La tentative de montrer les liens entre perspectives anthropomorphiques
et corporelles et combien l'intellect connaissant est 'tenu en laisse
par le corps' est l'une des principales idées de la philosophie
de Nietzsche des années quatre-vingt, qui prend pour la première
fois forme dans Aurore.
Sandro Barbera, (Pisa), Connaître par la pitié
Dans la période d' Aurore, la discussion de Nietzsche
avec la notion schopenhauerienne de pitié se développe à différents
niveaux. Dans le premier livre (§. 63), l'équivalence
compassion-pitié semble nier la fonction intellectuelle et cognitive
qui, d'après Schopenhauer, est au centre du phénomène
de la pitié. Dans le deuxième livre (§. 142)
et dans les fragments posthumes de l'été et de la fin de
1880, la déconstruction de la pitié vise au contraire à définir
la structure même de la solution métaphysique que Nietzsche
cherche à présenter surtout en tant que déviation
dans les processus de compréhension de l'autre, au moyen de procédures
inductives.
Olivier Ponton, (Nice), L'esprit libre et la tradition.

→ CONSIGNES:
1 > Répondez à ces questions sur l'extrait sur Nietzsche :
(a) Dans quel ouvrage l'idée d'un intellect « tenu en laisse par le corps » prend-elle forme pour la première fois ?
(b) Quel paragraphe du premier livre est cité à propos de l'équivalence compassion-pitié ?
(c) D'après Schopenhauer, quelle fonction est au centre du phénomène de la pitié ?
2 > Recopiez le passage de l'extrait sur Nietzsche qui commence par les mots « La tentative de » et s'achève sur les mots « forme dans Aurore. ».
Les entrées qui suivent constituent un matériau distinct de l'extrait sur Nietzsche.

→ MATÉRIEL FOURNI:
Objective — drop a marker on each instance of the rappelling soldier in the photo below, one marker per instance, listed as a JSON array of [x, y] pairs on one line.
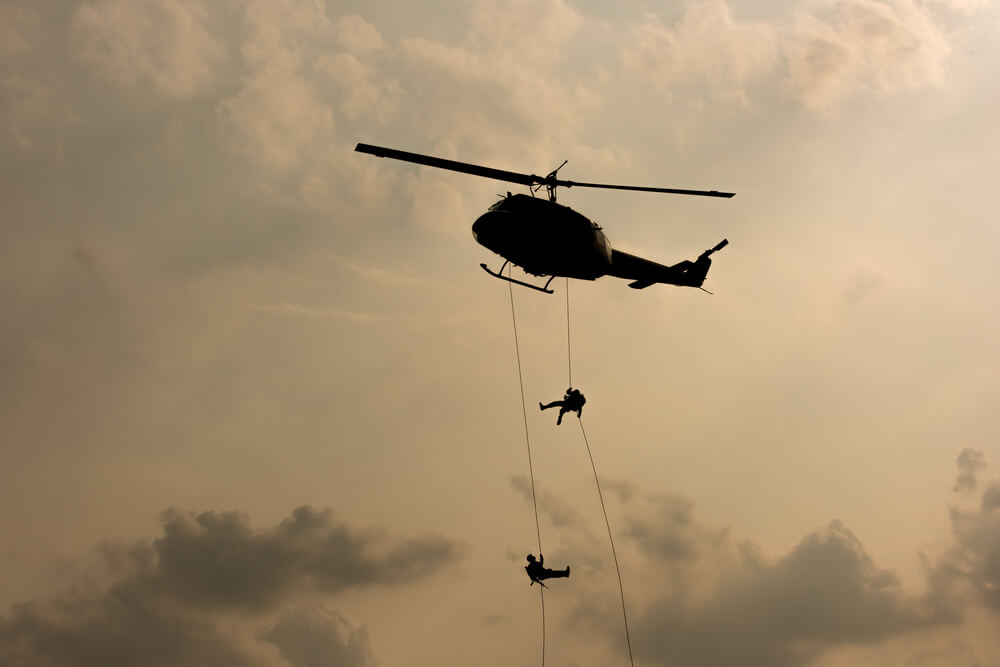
[[572, 402], [537, 572]]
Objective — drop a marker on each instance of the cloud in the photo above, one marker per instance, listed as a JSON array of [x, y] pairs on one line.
[[198, 596], [970, 461], [560, 513], [278, 113], [168, 43], [670, 532], [974, 562], [955, 654], [707, 46], [860, 45], [824, 593], [318, 637], [825, 55], [217, 559]]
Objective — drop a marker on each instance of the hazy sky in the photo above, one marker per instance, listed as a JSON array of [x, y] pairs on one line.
[[259, 405]]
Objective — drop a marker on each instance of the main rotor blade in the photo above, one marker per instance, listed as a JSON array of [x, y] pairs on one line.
[[515, 177], [453, 165], [639, 188]]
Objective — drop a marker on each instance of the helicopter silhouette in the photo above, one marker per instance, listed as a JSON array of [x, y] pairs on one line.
[[549, 239]]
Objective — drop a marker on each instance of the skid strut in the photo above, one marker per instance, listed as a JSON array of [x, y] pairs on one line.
[[499, 274]]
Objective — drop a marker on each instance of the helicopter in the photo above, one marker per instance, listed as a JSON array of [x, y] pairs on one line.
[[546, 238]]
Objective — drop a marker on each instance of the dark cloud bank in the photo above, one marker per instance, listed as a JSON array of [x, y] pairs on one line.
[[699, 598], [213, 590]]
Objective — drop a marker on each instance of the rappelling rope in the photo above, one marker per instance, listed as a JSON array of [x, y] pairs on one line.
[[569, 355], [527, 440], [621, 589], [600, 494]]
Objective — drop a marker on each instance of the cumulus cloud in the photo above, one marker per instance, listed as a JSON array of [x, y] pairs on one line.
[[278, 113], [955, 654], [168, 42], [318, 637], [970, 461], [974, 562], [825, 592], [825, 54], [706, 46], [559, 512], [860, 45], [670, 531], [192, 597], [219, 559]]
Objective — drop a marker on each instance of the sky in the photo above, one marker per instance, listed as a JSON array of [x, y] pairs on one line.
[[259, 406]]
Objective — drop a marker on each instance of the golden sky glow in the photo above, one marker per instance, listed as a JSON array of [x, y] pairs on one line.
[[259, 405]]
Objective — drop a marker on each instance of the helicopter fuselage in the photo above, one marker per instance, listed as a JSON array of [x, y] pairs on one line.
[[544, 238]]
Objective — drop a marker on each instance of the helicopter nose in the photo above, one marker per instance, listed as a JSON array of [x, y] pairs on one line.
[[484, 229]]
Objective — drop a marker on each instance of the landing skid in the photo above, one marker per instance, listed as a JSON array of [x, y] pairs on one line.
[[499, 274]]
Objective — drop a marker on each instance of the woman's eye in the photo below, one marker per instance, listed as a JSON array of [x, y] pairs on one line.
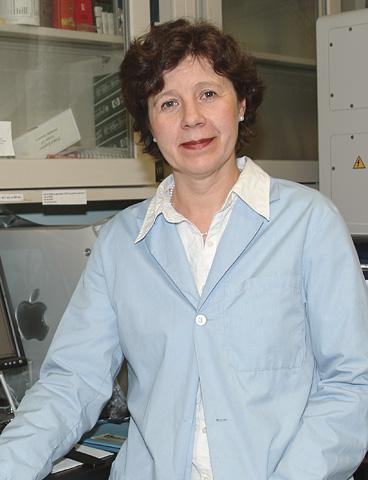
[[209, 94], [168, 104]]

→ RÉPONSES:
1 >
(a) Dans Aurore.
(b) Le paragraphe 63 (§. 63).
(c) La fonction intellectuelle et cognitive.

2 >
La tentative de montrer les liens entre perspectives anthropomorphiques
et corporelles et combien l'intellect connaissant est 'tenu en laisse
par le corps' est l'une des principales idées de la philosophie
de Nietzsche des années quatre-vingt, qui prend pour la première
fois forme dans Aurore.